Collection entries:
-------
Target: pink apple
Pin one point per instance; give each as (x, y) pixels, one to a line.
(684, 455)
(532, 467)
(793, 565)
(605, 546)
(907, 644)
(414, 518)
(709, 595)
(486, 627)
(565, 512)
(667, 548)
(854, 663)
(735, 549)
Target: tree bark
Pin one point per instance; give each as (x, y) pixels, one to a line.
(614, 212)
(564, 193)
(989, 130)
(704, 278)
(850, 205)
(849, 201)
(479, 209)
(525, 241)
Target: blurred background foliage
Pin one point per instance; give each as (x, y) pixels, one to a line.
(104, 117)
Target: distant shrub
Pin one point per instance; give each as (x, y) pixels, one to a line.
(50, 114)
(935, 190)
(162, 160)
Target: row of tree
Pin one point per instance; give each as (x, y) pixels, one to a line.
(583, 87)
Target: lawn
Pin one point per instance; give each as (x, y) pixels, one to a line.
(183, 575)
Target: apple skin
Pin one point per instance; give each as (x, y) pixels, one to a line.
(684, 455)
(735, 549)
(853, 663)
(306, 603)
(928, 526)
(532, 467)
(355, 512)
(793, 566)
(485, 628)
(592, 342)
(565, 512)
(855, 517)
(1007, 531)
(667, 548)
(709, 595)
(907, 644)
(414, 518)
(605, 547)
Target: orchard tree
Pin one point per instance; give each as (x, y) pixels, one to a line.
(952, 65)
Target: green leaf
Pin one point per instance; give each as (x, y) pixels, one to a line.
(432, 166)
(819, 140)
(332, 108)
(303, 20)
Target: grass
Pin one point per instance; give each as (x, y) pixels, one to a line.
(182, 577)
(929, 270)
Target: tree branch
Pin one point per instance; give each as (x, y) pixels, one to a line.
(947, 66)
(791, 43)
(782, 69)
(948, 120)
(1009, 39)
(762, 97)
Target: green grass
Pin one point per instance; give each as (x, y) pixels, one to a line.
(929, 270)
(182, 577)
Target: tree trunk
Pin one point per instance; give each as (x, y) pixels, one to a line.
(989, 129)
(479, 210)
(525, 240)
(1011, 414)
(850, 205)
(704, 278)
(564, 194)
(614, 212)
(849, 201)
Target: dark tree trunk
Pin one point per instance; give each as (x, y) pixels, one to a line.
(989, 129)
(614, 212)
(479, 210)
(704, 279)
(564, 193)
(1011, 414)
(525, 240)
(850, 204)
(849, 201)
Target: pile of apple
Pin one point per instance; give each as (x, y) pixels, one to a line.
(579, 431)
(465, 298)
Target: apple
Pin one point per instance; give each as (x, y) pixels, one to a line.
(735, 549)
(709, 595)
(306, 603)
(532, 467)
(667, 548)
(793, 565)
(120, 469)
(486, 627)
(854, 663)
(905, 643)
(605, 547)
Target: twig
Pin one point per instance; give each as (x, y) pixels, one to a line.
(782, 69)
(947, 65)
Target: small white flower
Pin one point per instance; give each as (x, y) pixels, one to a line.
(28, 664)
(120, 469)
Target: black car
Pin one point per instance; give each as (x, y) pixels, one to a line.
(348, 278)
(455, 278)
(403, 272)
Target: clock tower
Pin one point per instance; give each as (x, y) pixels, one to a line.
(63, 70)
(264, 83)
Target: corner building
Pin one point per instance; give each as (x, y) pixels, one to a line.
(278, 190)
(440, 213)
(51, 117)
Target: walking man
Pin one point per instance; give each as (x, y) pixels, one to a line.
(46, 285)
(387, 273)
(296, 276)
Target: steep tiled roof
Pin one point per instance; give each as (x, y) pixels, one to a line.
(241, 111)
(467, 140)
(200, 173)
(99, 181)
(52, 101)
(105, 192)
-------
#### TASK BRIEF:
Show all lines above that contain "green".

#### OUTPUT FOR THIS EXERCISE:
Target: green leaf
Target: green grass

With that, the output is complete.